**TEXT SEGMENT**
== Segment start ==
Concepedia

TLDR

Lighter pigmentation in humans is linked to reduced melanosome number, size, and density, and the ancestral allele of a conserved SLC24A5 coding polymorphism is common in African and East Asian populations. The zebrafish golden mutant, carrying a slc24a5 cation exchanger that localizes to melanosomes, shows the same melanosomal defects as lighter human skin, and the human SLC24A5 variant allele fixed in Europeans reduces heterozygosity and correlates with lighter pigmentation.

Abstract

Lighter variations of pigmentation in humans are associated with diminished number, size, and density of melanosomes, the pigmented organelles of melanocytes. Here we show that zebrafish golden mutants share these melanosomal changes and that golden encodes a putative cation exchanger slc24a5 (nckx5) that localizes to an intracellular membrane, likely the melanosome or its precursor. The human ortholog is highly similar in sequence and functional in zebrafish. The evolutionarily conserved ancestral allele of a human coding polymorphism predominates in African and East Asian populations. In contrast, the variant allele is nearly fixed in European populations, is associated with a substantial reduction in regional heterozygosity, and correlates with lighter skin pigmentation in admixed populations, suggesting a key role for the SLC24A5 gene in human pigmentation.
== Segment end ==
**STUDY MATERIAL**
== Segment start ==
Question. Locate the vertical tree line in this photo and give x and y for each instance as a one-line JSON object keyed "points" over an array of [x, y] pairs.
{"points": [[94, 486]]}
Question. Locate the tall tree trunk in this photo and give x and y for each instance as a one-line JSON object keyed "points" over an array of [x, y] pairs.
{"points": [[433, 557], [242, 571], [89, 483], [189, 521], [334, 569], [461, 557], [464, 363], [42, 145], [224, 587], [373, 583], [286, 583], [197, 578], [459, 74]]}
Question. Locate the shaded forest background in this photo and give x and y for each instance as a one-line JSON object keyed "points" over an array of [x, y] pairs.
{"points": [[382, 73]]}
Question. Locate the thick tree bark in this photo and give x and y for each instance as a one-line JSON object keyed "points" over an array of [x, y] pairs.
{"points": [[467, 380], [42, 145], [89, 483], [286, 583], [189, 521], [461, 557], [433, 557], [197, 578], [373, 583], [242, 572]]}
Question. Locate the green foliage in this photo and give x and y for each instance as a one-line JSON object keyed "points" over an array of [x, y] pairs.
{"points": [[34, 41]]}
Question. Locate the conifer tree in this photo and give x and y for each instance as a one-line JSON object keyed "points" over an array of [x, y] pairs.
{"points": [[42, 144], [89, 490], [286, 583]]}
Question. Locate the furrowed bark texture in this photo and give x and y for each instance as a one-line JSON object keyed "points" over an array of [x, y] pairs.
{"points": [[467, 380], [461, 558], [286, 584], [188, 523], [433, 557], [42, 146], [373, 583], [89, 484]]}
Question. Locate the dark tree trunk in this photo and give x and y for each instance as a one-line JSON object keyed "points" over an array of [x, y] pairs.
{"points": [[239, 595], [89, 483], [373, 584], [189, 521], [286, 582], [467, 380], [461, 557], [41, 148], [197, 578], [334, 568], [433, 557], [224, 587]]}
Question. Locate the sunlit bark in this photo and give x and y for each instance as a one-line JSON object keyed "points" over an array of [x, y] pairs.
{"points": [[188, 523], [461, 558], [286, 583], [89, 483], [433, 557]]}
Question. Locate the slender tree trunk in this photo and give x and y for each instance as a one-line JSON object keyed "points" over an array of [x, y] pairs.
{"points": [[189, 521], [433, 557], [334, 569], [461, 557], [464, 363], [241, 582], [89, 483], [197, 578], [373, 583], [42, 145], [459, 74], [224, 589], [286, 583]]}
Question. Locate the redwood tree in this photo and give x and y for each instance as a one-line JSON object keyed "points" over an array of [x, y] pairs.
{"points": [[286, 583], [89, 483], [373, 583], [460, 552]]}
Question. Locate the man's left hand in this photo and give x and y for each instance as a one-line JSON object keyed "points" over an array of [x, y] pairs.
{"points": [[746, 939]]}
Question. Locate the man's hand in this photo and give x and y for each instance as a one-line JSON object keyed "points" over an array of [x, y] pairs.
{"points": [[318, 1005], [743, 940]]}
== Segment end ==
**PROMPT**
Please copy the text on SLC24A5 and pigmentation verbatim, starting at "Lighter variations of" and ending at "in human pigmentation.". The listing here was taken from a separate source.

**RESULT**
Lighter variations of pigmentation in humans are associated with diminished number, size, and density of melanosomes, the pigmented organelles of melanocytes. Here we show that zebrafish golden mutants share these melanosomal changes and that golden encodes a putative cation exchanger slc24a5 (nckx5) that localizes to an intracellular membrane, likely the melanosome or its precursor. The human ortholog is highly similar in sequence and functional in zebrafish. The evolutionarily conserved ancestral allele of a human coding polymorphism predominates in African and East Asian populations. In contrast, the variant allele is nearly fixed in European populations, is associated with a substantial reduction in regional heterozygosity, and correlates with lighter skin pigmentation in admixed populations, suggesting a key role for the SLC24A5 gene in human pigmentation.